Getting your tires aired up properly is the single most important thing you can do to make sure you have a good ride. It’s a little like the Goldilocks fable: too much and you’ll lose traction; too little can cause flats; somewhere in the middle is always best. To start, you’ll need to have a good floor pump with an accurate gauge, which you can buy at your local bike shop, so you know how much air you’re putting in.
In the United States, inflation is measured in psi (pounds per square inch) units. The amount your tire needs will usually be printed as a range on the side of the tire—sometimes into the rubber, where it’s a little hard to find. It will often read something like 80 psi min.–110 psi max. (5.5 bar–7.6 bar). This tells you the minimum and maximum recommended pressure (the “bar” measurement is a European standard).



As a general rule, the max is for a person who weighs 185 pounds or more. If you weigh less, the tire manufacturer will have different recommended inflations on its website. For example, if a rider weighs 140 pounds on one brand of tire, she would inflate her tires to 95 psi in the back and 85 psi in the front. Because more of your weight is on the saddle and centered over the back wheel, you should inflate the front a little less. Since the front wheel controls your steering, using a slightly lower pressure than your rear (by about 10 psi) gives improved traction for better control on turns and descents.

**WORK TO DO**.
- a) Answer these three questions from the bike tire pressure passage:
(i) What unit is used to measure inflation in the United States?
(ii) What kind of standard is the "bar" measurement?
(iii) As a general rule, a rider of what weight is the maximum pressure meant for?
- b) Write a continuation of the passage on bike tire pressure, starting right after its final sentence.
The material that comes after this passage isn't needed for what you're asked to do.

**RECORDED DATA**.

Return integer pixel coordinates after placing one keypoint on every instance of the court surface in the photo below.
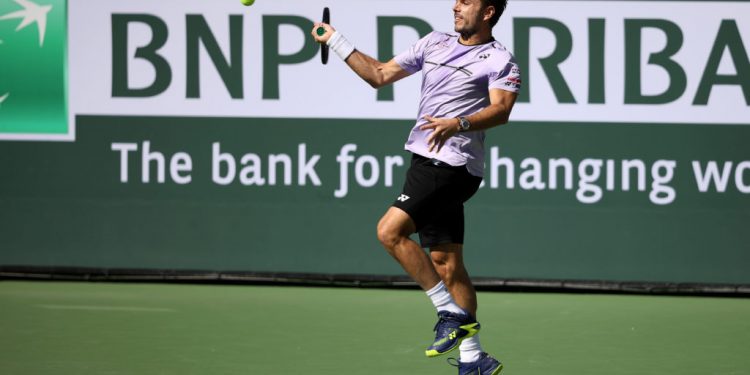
(104, 328)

**ANSWERS**.
- a)
(i) psi (pounds per square inch)
(ii) A European standard
(iii) A person who weighs 185 pounds or more

- b)
The valve stem is where you put the air into the tube. There are two kinds of stems: One is called Presta, the other Schrader.
Most road bikes come with Presta valves, which are skinny and metal with a little nubbin at the top that needs to be unscrewed to let air in or out. Practice depressing this to let air out. You’ll sometimes need to do this to prime the valve to let air in, too. Always have the valve stem facing down (between the 10 o’clock and 2 o’clock position) on your wheel to clamp your hose on. Having it there will make it easier to control and give you better positioning for removal of the pump head after inflation. When it’s full to the recommended pressure, unclamp the hose and, with both thumbs on the face of the head, push it gently toward the hub at the center of the wheel. You should hear a small gasp of air leave the hose after it’s depressurized. If you wiggle the hose or pull it to the side to remove it, you’re more than likely to release air from the tube or break the valve stem off.
Because the tube inside the tire is just a big, high-pressure balloon, it usually loses air over a few days to a week. Check your tires every 2 to 3 days, or if you’re riding less often, pump them every time you leave for a ride.

Cleaning: Getting Rid of the Grime 

The Chain

If you’re regularly oiling the chain, you shouldn’t have to clean it every time you oil it. Save cleaning for about every 500-plus miles when you can also clean your chainrings (gears in front) and cassette (gears in back). The important thing to remember is that your chain needs lubrication, so overcleaning it can actually wear it out.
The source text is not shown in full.